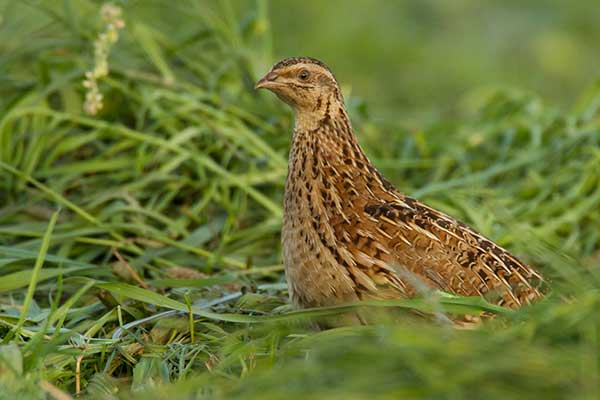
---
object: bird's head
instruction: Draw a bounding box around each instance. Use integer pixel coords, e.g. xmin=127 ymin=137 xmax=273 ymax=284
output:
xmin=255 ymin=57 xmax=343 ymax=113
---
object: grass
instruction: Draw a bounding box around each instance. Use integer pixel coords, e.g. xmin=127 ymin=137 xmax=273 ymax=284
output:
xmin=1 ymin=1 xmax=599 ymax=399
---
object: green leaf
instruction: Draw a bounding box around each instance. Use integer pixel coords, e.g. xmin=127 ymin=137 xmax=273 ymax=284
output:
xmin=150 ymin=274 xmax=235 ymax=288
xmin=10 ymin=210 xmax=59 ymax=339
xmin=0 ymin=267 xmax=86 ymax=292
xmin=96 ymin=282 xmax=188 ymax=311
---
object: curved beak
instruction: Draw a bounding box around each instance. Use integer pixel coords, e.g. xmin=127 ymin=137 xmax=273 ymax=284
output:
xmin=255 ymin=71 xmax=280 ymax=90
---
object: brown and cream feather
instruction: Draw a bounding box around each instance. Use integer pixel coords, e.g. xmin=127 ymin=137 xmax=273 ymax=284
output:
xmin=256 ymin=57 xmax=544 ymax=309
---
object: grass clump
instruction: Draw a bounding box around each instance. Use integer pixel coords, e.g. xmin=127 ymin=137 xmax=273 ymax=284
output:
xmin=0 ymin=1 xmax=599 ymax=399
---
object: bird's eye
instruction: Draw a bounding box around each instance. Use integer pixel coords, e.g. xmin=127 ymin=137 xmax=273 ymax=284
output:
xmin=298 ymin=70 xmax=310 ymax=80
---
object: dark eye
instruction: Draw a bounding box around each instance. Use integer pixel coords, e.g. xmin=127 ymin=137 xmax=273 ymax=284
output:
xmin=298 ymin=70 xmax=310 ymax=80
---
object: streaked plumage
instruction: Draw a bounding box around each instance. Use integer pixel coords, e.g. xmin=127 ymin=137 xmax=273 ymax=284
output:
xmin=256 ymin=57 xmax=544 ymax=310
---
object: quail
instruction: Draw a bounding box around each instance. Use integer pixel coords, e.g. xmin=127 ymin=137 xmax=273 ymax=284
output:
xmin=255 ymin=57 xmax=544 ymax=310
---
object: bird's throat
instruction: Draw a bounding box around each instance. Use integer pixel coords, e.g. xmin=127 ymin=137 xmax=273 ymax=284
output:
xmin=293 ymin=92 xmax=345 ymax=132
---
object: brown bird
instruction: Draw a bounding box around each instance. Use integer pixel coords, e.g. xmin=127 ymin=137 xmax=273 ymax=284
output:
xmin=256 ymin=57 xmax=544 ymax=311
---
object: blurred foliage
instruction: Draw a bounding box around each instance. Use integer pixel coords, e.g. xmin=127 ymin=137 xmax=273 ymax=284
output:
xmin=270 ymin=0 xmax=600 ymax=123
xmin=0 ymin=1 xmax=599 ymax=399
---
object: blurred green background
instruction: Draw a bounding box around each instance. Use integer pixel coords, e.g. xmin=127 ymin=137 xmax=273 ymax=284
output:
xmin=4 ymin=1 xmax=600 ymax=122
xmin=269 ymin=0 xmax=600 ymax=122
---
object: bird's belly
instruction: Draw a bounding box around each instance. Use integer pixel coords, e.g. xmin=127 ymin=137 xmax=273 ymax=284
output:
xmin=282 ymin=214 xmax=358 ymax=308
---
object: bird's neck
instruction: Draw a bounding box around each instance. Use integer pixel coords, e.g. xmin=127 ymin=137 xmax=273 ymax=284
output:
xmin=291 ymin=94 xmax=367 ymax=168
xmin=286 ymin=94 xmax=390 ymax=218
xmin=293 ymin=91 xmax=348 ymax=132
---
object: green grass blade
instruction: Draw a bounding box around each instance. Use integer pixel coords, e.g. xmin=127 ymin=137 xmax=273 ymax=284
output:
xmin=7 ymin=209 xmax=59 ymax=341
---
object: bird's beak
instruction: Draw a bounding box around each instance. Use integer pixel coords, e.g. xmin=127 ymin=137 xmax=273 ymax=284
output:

________

**Assignment**
If a record contains a picture, drop the picture and repeat the rest exactly.

**Task answer**
---
object: bird's head
instruction: Draw a bounding box around each instance. Use integer pixel coords, e.g. xmin=127 ymin=137 xmax=273 ymax=284
output:
xmin=255 ymin=57 xmax=343 ymax=113
---
object: grass
instruction: Draw a bounding box around each instance. Use integer pixel coords, e.g. xmin=127 ymin=137 xmax=273 ymax=284
output:
xmin=1 ymin=1 xmax=599 ymax=399
---
object: green leaf
instruction: Draw a bounding box around each instance. Use integer pixel coords, e.g. xmin=127 ymin=137 xmax=273 ymax=284
output:
xmin=150 ymin=274 xmax=235 ymax=288
xmin=10 ymin=210 xmax=59 ymax=339
xmin=0 ymin=267 xmax=86 ymax=292
xmin=96 ymin=282 xmax=188 ymax=311
---
object: curved beak
instruction: Draw a bounding box around each instance. Use integer pixel coords, e.g. xmin=127 ymin=137 xmax=273 ymax=284
output:
xmin=255 ymin=71 xmax=280 ymax=90
---
object: brown and cream feather
instruction: Draw a bounding box around each instance. Use integer pixel coords, e.g. xmin=127 ymin=137 xmax=273 ymax=284
output:
xmin=256 ymin=57 xmax=544 ymax=309
---
object: grass clump
instruction: Draw a bounding box around each instance. Use integer pixel coords, e.g. xmin=127 ymin=137 xmax=273 ymax=284
output:
xmin=0 ymin=1 xmax=599 ymax=399
---
object: bird's eye
instruction: Draw a bounding box around each instance. Use integer pixel coords, e.g. xmin=127 ymin=137 xmax=273 ymax=284
output:
xmin=298 ymin=70 xmax=310 ymax=80
---
object: dark eye
instruction: Draw a bounding box around each instance. Use integer pixel coords, e.g. xmin=127 ymin=137 xmax=273 ymax=284
output:
xmin=298 ymin=70 xmax=310 ymax=80
---
object: streaked plumage
instruction: Draw a bounding box around each instance. Use integer pixel coords, e.g. xmin=127 ymin=137 xmax=273 ymax=284
output:
xmin=256 ymin=57 xmax=544 ymax=310
---
object: quail
instruction: Draw a bounding box around each instance. Use integer pixel coords, e.g. xmin=127 ymin=137 xmax=273 ymax=284
output:
xmin=255 ymin=57 xmax=544 ymax=310
---
object: bird's throat
instruction: Draw a bounding box around each instance. Use integer pixel coords, e.g. xmin=127 ymin=137 xmax=273 ymax=284
output:
xmin=293 ymin=92 xmax=345 ymax=132
---
object: brown bird
instruction: Draw a bounding box around each instance. Use integer pixel coords, e.g. xmin=127 ymin=137 xmax=273 ymax=284
output:
xmin=256 ymin=57 xmax=544 ymax=311
---
object: blurred foliage
instruction: Draw a bounding box around each instance. Use integer pixel coords, e.g. xmin=127 ymin=137 xmax=273 ymax=284
output:
xmin=270 ymin=0 xmax=600 ymax=123
xmin=0 ymin=1 xmax=599 ymax=399
---
object: blurred green background
instruction: Draw a bounding box around each instance. Use integer pixel coords, e.g. xmin=127 ymin=137 xmax=273 ymax=284
output:
xmin=4 ymin=1 xmax=600 ymax=122
xmin=269 ymin=0 xmax=600 ymax=122
---
object: bird's belly
instruction: Draw a bounding box around each instance. Use integer pixel coords, e.g. xmin=127 ymin=137 xmax=273 ymax=284
output:
xmin=282 ymin=214 xmax=358 ymax=308
---
object: bird's neck
instruction: Draw a bounding box around each instance. Use integer pixel coords, e.g. xmin=127 ymin=137 xmax=273 ymax=284
output:
xmin=291 ymin=94 xmax=367 ymax=168
xmin=286 ymin=94 xmax=390 ymax=218
xmin=293 ymin=91 xmax=348 ymax=132
---
object: green grass blade
instruction: Draw a bounding box around each instance. Use integer pixel coords, e.g. xmin=127 ymin=137 xmax=273 ymax=284
output:
xmin=7 ymin=209 xmax=59 ymax=341
---
object: bird's beak
instruction: Draw a bounding box around each instance. Use integer pixel coords, e.g. xmin=127 ymin=137 xmax=273 ymax=284
output:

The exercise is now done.